* _TEXT EXCERPT_:
# # # # #
The CAL AQUA Fluxus pipes are made for tanks 15-25cm in height. Their next pipe (Efflux) are made for 20g tanks. On top of that, it states that "each piece is unique" leading me to think that these pipes are made more for aesthetic reasons. 

If I were to go with Do!Aqua, which would be more suitable for my setup?


----------



## sarahspins (Sep 24, 2012)

If you find the Cal Aqua pipes for sale anywhere, let me know.. I've been wanting to find/buy them for about a month now, with no luck. I actually just emailed Cal Aqua directly today because I'm tired of feeling like I'm being ignored by GLA.


----------



## Knicolas (Nov 23, 2012)

I've asked GLA when they'll be getting more fluxus sets in and they said by next week. I'm glad I've had to wait for them because I would have just ordered them without putting much thought into it. Which led me to this thread.


----------



## David P. (Feb 3, 2013)

hi,

i just purchased the Blau aquaristic lilypipe, cheaper than ADA and i could not get the Calaqua labs.


----------



## Knicolas (Nov 23, 2012)

So I went with the Do!Aqua Poppy Pipe, but I don't think I thought this through all the way. The hole I drilled in my stand have the pipes installed on the back of the tank. Could this work? I'd have the outlet on the far right corner facing toward the front and the inlet next to it on the left.


----------



## pwolfe (Mar 2, 2011)

I love poppy pipes personally, allows me to run my 2213 in a 45f at full blast without my betta noticing a thing


----------



## laqu (Oct 17, 2012)

what creates the SOFTEST flow?
medium?

anyone ever compair flow

and i have the same question as Knicolas .. 
...
i have a 6 gallon so SMALL tank


----------



## pwolfe (Mar 2, 2011)

softest flow is a poppy pipe, no contest there.


----------



## hisxlency (Jan 26, 2013)

only thing with the Poppy would be how large it is. Size if a tennis ball right? Would it look out of place is a smaller tank?


----------



## Knicolas (Nov 23, 2012)

I'm so indecisive. I canceled my order for the poppy glass pipes. I'm hesitant to purchase the violet glass because I'm afraid the downward flow might be too harsh in my small tank. If I went with the jet pipes and turned down the flow would I be okay? Is using the quick disconnect to adjust flow on my eheim a problem?


----------



## Knicolas (Nov 23, 2012)

hisxlency said:


> only thing with the Poppy would be how large it is. Size if a tennis ball right? Would it look out of place is a smaller tank?


This was one of the reasons I decided to cancel my order on the poppy glass pipes.


----------



## Bugeye (Apr 15, 2011)

I just got the Cal Aqua's from Green Leaf. Always excellent service
and quick ship.


----------



## pwolfe (Mar 2, 2011)
# # # # #
* _DIRECTIONS_:
1. Count the lines in the records that contain the string "asphalt", and give only that number.
2. Continue the forum thread on aquarium filter pipes from its final line onward.
The aquarium forum thread above and the records are independent of each other.
# # # # #
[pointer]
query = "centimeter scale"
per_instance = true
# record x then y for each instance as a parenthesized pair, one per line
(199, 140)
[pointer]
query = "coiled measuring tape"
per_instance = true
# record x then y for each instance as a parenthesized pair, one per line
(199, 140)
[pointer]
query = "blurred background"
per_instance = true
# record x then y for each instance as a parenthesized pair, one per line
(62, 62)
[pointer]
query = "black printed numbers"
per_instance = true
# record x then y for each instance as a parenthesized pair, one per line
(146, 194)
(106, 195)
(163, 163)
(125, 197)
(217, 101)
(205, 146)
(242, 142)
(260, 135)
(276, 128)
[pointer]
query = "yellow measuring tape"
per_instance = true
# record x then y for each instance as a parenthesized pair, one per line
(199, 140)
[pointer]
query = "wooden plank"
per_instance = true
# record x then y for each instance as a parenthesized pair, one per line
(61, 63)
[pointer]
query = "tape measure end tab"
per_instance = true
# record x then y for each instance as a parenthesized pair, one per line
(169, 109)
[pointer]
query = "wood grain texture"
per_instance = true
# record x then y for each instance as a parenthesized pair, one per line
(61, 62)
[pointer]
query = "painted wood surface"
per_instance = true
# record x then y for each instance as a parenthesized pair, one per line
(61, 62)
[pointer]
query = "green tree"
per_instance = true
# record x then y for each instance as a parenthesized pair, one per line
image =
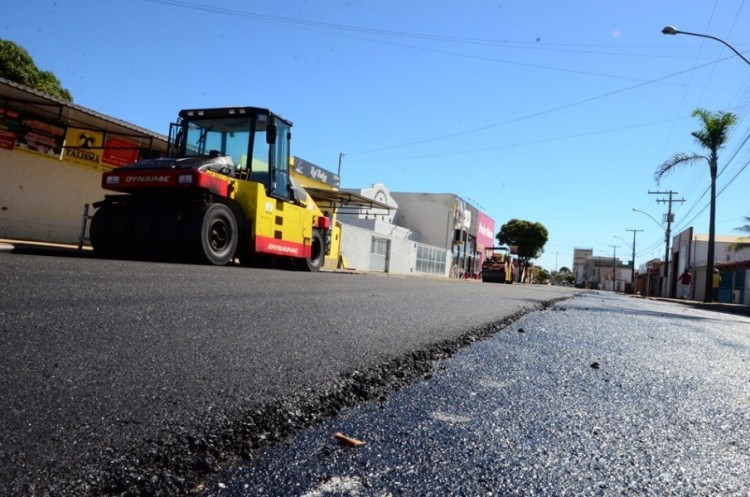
(529, 237)
(711, 137)
(17, 65)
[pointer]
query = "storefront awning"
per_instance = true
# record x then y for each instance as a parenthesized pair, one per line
(344, 201)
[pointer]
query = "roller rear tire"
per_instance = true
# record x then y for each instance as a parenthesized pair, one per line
(211, 234)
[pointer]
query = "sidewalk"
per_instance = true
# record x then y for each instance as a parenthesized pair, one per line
(739, 309)
(43, 248)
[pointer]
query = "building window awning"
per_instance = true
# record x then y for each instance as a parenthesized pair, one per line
(344, 201)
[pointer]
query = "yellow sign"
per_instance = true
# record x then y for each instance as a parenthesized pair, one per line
(84, 147)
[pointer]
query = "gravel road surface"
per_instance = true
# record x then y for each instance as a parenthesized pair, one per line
(601, 395)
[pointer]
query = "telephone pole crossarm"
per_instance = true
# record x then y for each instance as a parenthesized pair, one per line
(665, 288)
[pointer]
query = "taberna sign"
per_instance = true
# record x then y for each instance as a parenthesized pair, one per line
(310, 170)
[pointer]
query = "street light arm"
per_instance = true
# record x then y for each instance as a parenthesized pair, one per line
(652, 218)
(671, 30)
(623, 240)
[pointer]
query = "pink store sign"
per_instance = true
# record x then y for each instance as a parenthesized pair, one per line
(485, 231)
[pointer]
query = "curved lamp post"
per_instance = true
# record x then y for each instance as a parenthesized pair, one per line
(671, 30)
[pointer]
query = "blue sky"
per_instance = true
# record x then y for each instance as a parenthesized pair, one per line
(556, 112)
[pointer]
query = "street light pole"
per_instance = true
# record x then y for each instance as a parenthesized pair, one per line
(671, 30)
(666, 251)
(632, 263)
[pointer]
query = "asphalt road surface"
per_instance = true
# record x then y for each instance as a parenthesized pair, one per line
(129, 378)
(598, 395)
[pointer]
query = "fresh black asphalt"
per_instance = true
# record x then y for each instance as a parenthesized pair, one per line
(128, 378)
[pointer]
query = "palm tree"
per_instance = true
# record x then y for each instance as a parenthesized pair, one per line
(711, 137)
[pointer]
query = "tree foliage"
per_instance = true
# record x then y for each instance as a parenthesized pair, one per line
(17, 65)
(711, 137)
(530, 237)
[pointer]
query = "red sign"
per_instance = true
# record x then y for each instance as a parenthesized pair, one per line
(119, 151)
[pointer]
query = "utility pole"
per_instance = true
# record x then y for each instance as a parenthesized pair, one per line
(665, 288)
(614, 270)
(632, 264)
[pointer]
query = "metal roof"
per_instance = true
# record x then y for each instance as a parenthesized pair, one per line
(345, 200)
(34, 102)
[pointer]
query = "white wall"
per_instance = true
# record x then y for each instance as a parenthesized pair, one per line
(428, 213)
(42, 199)
(356, 244)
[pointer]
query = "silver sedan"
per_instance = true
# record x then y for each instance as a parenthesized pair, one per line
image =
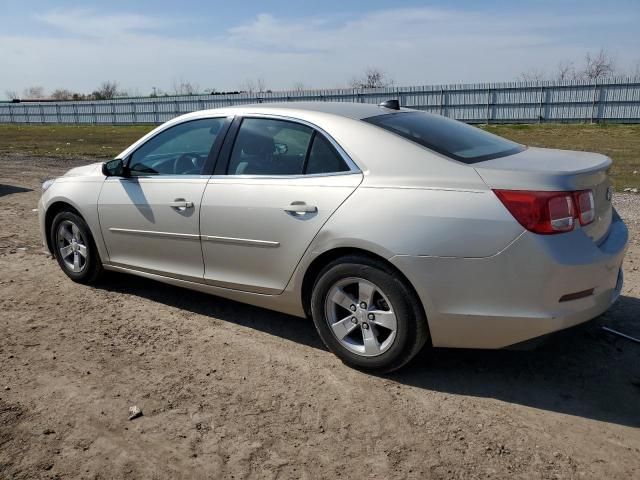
(390, 227)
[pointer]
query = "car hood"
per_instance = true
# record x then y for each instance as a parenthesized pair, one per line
(85, 170)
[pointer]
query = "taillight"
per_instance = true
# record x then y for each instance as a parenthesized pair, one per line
(586, 206)
(549, 212)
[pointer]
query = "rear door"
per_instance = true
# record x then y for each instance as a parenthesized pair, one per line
(150, 219)
(278, 184)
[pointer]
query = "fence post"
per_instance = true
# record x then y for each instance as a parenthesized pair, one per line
(489, 93)
(593, 99)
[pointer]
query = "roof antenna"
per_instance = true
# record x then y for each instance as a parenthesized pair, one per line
(390, 104)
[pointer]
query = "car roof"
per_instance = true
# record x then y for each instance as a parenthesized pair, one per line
(356, 111)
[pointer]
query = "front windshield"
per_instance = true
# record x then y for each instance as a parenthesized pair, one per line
(449, 137)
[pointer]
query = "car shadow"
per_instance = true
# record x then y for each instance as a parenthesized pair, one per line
(292, 328)
(11, 189)
(582, 371)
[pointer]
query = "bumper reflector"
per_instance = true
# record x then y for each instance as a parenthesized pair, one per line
(575, 296)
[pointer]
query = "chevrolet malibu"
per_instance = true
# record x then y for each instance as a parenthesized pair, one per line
(391, 228)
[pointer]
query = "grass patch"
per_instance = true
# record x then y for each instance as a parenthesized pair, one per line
(620, 142)
(99, 141)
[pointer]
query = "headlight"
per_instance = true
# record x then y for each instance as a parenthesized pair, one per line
(46, 184)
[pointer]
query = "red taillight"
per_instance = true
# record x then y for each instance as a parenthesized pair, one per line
(586, 206)
(549, 212)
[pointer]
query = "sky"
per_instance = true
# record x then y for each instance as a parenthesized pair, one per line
(144, 44)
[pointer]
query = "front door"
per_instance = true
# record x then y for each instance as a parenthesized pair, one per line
(283, 181)
(150, 218)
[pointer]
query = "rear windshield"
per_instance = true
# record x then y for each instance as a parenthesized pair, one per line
(449, 137)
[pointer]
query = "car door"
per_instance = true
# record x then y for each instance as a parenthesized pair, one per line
(279, 183)
(150, 217)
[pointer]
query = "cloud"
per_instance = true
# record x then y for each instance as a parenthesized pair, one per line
(79, 49)
(92, 24)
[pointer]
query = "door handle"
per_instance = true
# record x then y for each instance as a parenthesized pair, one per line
(180, 203)
(300, 208)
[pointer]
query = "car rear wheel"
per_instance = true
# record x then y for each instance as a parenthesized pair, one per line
(74, 248)
(367, 315)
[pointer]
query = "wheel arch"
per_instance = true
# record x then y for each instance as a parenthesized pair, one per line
(51, 212)
(318, 263)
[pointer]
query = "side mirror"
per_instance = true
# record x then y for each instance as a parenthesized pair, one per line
(114, 168)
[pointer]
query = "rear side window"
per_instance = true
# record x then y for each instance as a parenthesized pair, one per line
(451, 138)
(269, 147)
(323, 158)
(272, 147)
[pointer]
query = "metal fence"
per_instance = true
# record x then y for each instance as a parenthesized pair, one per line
(613, 100)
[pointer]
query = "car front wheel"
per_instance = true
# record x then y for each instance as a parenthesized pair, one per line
(367, 315)
(74, 248)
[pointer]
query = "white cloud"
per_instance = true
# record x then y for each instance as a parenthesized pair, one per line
(415, 46)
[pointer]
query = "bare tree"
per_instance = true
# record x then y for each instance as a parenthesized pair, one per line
(184, 87)
(598, 65)
(257, 85)
(565, 70)
(372, 78)
(107, 91)
(33, 93)
(261, 84)
(61, 94)
(532, 75)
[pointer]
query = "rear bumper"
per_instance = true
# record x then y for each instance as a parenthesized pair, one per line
(513, 296)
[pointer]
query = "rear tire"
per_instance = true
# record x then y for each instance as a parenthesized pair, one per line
(74, 248)
(367, 314)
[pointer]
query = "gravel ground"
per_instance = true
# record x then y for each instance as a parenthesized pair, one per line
(232, 391)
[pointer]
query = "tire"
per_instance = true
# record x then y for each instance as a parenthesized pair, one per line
(70, 234)
(371, 339)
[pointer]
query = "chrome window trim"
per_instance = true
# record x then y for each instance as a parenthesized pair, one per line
(353, 167)
(276, 177)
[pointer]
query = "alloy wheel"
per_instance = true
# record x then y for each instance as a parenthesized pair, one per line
(72, 246)
(361, 316)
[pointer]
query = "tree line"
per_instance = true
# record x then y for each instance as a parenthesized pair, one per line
(594, 66)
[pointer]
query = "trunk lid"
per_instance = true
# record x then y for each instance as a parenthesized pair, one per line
(555, 170)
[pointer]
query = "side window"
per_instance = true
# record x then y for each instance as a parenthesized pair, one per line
(324, 158)
(179, 150)
(269, 147)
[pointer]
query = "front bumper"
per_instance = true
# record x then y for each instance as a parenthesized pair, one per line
(513, 296)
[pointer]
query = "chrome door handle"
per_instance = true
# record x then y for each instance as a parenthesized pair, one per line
(300, 208)
(181, 204)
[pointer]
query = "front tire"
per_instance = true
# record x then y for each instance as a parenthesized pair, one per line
(367, 314)
(74, 248)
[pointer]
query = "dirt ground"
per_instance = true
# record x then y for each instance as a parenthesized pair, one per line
(233, 391)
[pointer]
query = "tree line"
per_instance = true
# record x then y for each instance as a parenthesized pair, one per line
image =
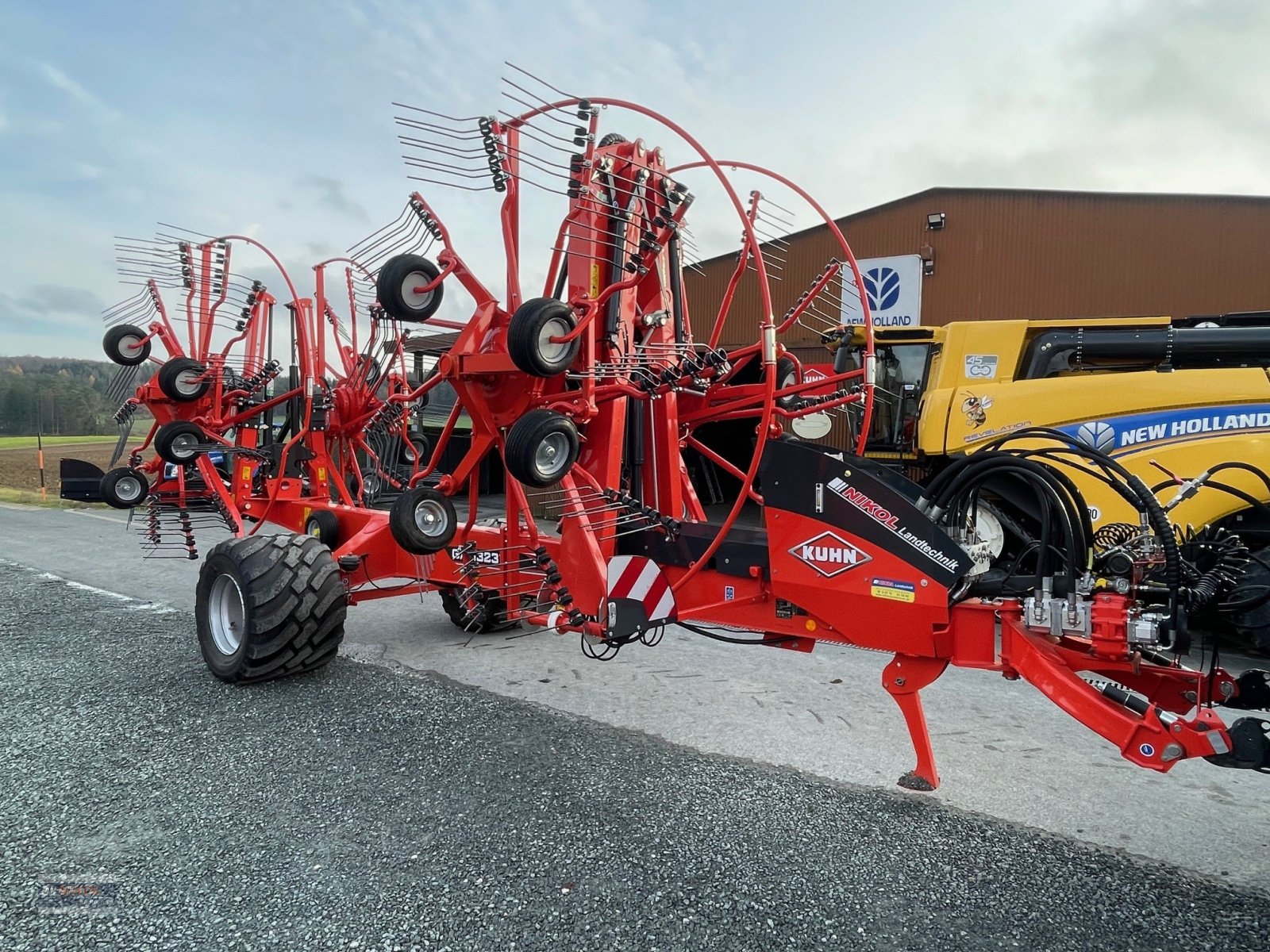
(55, 395)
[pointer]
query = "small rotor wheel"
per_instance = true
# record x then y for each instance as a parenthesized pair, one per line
(541, 447)
(416, 450)
(398, 287)
(530, 336)
(423, 520)
(179, 442)
(182, 378)
(125, 488)
(323, 526)
(126, 344)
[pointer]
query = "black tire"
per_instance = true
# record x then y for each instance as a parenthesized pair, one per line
(126, 344)
(179, 442)
(323, 526)
(529, 336)
(395, 286)
(1253, 624)
(125, 488)
(541, 447)
(491, 615)
(268, 607)
(422, 520)
(183, 380)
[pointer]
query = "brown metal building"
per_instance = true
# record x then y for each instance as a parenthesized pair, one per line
(1030, 254)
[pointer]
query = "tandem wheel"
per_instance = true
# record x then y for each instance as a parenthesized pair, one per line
(183, 380)
(395, 287)
(541, 447)
(125, 488)
(422, 520)
(126, 344)
(529, 336)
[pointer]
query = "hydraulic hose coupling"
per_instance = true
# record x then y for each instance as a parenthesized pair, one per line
(1109, 626)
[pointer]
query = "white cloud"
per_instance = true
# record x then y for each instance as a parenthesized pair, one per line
(59, 79)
# # # # #
* _PER-TASK ANSWERS_:
1. 2

2.
keep the poppy clean and you won't notice it. hell I have leaves growing over mine, it is literally invisible. I have thread on here about my 45f if you wanna see one in action. And mine is made by gush, I'd be willing to bet the doaqua is even clearer.

And its more like the size of a slightly enlarged golf ball.


----------



## Knicolas (Nov 23, 2012)

pwolfe said:


> keep the poppy clean and you won't notice it. hell I have leaves growing over mine, it is literally invisible. I have thread on here about my 45f if you wanna see one in action. And mine is made by gush, I'd be willing to bet the doaqua is even clearer.
> 
> And its more like the size of a slightly enlarged golf ball.


Nice tank pwolfe. You're right, in your tank it's hardly noticeable. But for my iwagumi setup, I think it would distract from the main focal point which is on the opposite end of where my pipes would be.


----------



## IWANNAGOFAST (Jan 14, 2008)

The smallest poppy pipe is a little larger than a golf ball, def. smaller than a tennis ball. I have it on my 60H, but I think it might be a bit large for a mini-L. 

I'm using the cal aqua nano fluxus on my girlfriend's mini-L and I'm not a fan. The way the flow is directed (down) blows away the soil and sand sometimes if the flow is too strong. Same situation with the violet pipes.

For a smaller tank like a mini L, I would go for either the do!aqua jet or ada mini jet pipes, or try to find the regular looking lily pipes. these I think are the best because the flow isn't pointed down, so you don't kick up your substrate.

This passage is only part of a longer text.